Change "rough mask" to "coarse mask" in the lines starting with the line that contains "For each <instance>, prompts" and going on through the line that contains "positive clicks: (114, 59)". Give those lines again with nothing else altered.

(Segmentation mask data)
..........
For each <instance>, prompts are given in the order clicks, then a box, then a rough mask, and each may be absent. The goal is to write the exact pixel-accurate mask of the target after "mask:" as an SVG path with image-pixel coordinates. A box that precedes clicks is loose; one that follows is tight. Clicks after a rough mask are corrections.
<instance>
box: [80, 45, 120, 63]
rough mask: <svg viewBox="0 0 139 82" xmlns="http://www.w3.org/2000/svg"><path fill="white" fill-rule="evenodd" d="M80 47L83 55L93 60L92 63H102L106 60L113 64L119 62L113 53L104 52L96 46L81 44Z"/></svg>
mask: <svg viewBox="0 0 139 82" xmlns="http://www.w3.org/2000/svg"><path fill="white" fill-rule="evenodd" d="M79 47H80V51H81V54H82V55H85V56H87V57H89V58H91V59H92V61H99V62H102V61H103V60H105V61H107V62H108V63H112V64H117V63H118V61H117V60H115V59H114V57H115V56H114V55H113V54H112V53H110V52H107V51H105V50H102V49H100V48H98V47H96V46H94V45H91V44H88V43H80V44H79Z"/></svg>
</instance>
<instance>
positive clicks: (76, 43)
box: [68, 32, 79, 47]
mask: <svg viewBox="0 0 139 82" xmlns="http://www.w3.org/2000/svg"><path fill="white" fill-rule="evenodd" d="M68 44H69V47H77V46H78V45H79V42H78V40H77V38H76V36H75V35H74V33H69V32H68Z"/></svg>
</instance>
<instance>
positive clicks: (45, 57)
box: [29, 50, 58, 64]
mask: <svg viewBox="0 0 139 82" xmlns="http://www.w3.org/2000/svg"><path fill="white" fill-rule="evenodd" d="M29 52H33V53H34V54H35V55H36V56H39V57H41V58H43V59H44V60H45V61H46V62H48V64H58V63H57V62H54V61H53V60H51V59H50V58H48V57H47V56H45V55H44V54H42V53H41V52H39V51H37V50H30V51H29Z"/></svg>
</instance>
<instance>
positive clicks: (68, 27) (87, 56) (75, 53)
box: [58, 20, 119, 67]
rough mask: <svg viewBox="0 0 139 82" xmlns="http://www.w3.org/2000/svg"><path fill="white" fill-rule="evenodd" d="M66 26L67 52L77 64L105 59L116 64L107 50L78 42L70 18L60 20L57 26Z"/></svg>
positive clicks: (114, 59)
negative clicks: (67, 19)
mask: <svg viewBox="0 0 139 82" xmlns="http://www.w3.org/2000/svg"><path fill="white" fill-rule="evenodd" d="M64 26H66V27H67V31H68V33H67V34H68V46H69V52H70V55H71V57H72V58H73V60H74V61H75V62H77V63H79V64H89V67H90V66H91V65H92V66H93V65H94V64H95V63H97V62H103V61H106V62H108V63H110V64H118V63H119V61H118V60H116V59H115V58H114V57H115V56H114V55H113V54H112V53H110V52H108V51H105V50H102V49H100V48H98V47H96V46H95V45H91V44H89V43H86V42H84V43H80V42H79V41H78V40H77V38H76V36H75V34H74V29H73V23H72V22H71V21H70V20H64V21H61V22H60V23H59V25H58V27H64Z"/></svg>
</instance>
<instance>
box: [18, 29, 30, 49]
..........
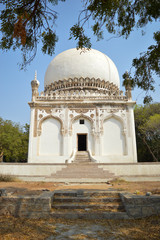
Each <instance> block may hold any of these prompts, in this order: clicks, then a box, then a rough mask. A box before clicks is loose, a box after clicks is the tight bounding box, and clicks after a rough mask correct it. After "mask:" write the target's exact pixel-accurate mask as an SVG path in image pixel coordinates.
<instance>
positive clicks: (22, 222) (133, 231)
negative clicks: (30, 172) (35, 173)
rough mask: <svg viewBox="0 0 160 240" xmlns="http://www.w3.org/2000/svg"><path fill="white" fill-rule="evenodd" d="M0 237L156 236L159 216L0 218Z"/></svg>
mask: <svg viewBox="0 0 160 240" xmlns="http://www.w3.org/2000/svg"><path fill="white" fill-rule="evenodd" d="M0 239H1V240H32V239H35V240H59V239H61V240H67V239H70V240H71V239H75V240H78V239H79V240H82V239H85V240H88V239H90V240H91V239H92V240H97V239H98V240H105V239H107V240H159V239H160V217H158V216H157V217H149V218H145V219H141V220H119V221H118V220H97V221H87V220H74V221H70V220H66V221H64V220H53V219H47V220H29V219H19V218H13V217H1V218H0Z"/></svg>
..........
» **EXERCISE OUTPUT**:
For each <instance>, prompts are given in the order clicks, then a box, then a coarse mask, and each may be absent. The goal is to write the exact pixel-accurate mask of the target after "mask:" as an SVG path with image-pixel coordinates. A box that precedes clicks is loose; one that follows is tight. Clicks after a coarse mask are corrections.
<instance>
box: [80, 45, 120, 63]
coarse mask: <svg viewBox="0 0 139 82" xmlns="http://www.w3.org/2000/svg"><path fill="white" fill-rule="evenodd" d="M80 47L83 55L93 60L92 63H102L106 60L113 64L119 62L113 53L104 52L96 46L81 44Z"/></svg>
mask: <svg viewBox="0 0 139 82" xmlns="http://www.w3.org/2000/svg"><path fill="white" fill-rule="evenodd" d="M79 47H80V51H81V54H82V55H85V56H87V57H89V58H91V59H92V61H99V62H102V61H103V60H105V61H107V62H108V63H112V64H117V63H118V61H117V60H115V59H114V57H115V56H114V55H113V54H112V53H110V52H107V51H105V50H102V49H100V48H98V47H96V46H94V45H91V44H88V43H80V44H79Z"/></svg>
</instance>
<instance>
positive clicks: (76, 43)
box: [68, 32, 79, 47]
mask: <svg viewBox="0 0 139 82" xmlns="http://www.w3.org/2000/svg"><path fill="white" fill-rule="evenodd" d="M68 44H69V47H77V46H78V45H79V42H78V40H77V38H76V36H75V35H74V33H69V32H68Z"/></svg>
</instance>
<instance>
positive clicks: (45, 57)
box: [29, 50, 58, 64]
mask: <svg viewBox="0 0 139 82" xmlns="http://www.w3.org/2000/svg"><path fill="white" fill-rule="evenodd" d="M29 52H33V53H34V54H35V55H36V56H39V57H41V58H43V59H44V60H45V61H46V62H48V64H58V63H57V62H54V61H53V60H51V59H50V58H48V57H47V56H45V55H44V54H42V53H41V52H39V51H37V50H30V51H29Z"/></svg>
</instance>
<instance>
positive clicks: (68, 27) (87, 56) (75, 53)
box: [58, 20, 119, 67]
coarse mask: <svg viewBox="0 0 139 82" xmlns="http://www.w3.org/2000/svg"><path fill="white" fill-rule="evenodd" d="M66 26L67 52L77 64L105 59L116 64L107 50L78 42L70 18L60 20L57 26Z"/></svg>
positive clicks: (114, 59)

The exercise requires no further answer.